• **Brief**
Reproduce every record below exactly as it appears.

• **Data shown**
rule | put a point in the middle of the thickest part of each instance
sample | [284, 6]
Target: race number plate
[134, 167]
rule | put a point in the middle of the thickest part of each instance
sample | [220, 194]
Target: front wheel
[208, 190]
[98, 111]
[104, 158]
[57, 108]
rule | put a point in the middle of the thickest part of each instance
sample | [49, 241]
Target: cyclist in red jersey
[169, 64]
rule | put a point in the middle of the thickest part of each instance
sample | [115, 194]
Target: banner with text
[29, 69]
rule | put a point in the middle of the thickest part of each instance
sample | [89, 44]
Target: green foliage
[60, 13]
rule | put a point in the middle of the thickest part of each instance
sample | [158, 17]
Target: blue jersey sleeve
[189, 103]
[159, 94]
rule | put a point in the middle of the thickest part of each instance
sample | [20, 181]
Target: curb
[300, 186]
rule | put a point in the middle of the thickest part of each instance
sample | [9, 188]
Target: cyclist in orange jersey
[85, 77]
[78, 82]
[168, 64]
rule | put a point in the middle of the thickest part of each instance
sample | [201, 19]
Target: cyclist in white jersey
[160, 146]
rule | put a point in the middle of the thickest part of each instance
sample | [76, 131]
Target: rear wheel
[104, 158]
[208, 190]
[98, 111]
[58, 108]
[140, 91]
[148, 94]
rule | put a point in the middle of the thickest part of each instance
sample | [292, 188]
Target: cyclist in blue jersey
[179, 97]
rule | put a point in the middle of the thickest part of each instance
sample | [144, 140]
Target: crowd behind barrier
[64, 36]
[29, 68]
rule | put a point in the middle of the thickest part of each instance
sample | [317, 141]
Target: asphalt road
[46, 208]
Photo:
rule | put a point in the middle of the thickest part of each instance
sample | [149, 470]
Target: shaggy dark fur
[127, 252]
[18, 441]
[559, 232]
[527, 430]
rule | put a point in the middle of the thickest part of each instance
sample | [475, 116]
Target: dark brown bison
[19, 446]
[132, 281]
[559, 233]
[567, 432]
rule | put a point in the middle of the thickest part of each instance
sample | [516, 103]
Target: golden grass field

• **Exercise solution**
rule | put a point in the middle of the thickest part of each instance
sample | [284, 6]
Target: race number plate
[134, 167]
rule | put a point in the middle of the thickest part of each instance
sample | [220, 194]
Target: front wheel
[208, 190]
[98, 111]
[104, 158]
[57, 108]
rule | put a point in the middle of the thickest part of each instance
sample | [49, 241]
Target: cyclist in red jersey
[169, 64]
rule | put a point in the middle of the thickest part of each instance
sample | [115, 194]
Target: banner with text
[29, 69]
rule | put a point in the middle of the thickest part of each instance
sample | [89, 44]
Target: green foliage
[60, 13]
rule | put a point in the middle of the thickest part of each instance
sample | [158, 17]
Target: blue jersey sleeve
[189, 103]
[159, 94]
rule | put a point in the middle of the thickest part of each instance
sample | [20, 181]
Target: curb
[300, 186]
rule | put a point in the middle of the thickest part of each instance
sample | [9, 188]
Target: cyclist in orange jersey
[85, 77]
[78, 82]
[168, 64]
rule | put a point in the middle of the thickest part of each instance
sample | [201, 19]
Target: cyclist in white jersey
[160, 146]
rule | put a point in the middle of the thickest part of each instance
sample | [76, 131]
Target: rear wheel
[104, 158]
[208, 190]
[98, 111]
[58, 108]
[140, 91]
[148, 94]
rule | put a point in the middle of the thickest part of each instance
sample | [292, 188]
Target: cyclist in blue jersey
[179, 97]
rule | put a point in the middle of the thickest part of each instance
sample | [144, 140]
Target: crowd behind barrier
[64, 36]
[29, 68]
rule | put a point in the middle of the thickest part of each instance
sample | [317, 141]
Target: asphalt road
[46, 208]
Photo:
rule | put a point in the middle of the thickest part of each instance
sample | [149, 470]
Target: shaggy dark fur
[127, 252]
[18, 441]
[559, 232]
[527, 430]
rule | put a point in the middle of the thickest part of each instance
sample | [475, 116]
Target: dark brown bison
[19, 446]
[132, 281]
[559, 233]
[567, 432]
rule | put a point in the middle of the thickest part of each instance
sample | [516, 103]
Target: golden grass field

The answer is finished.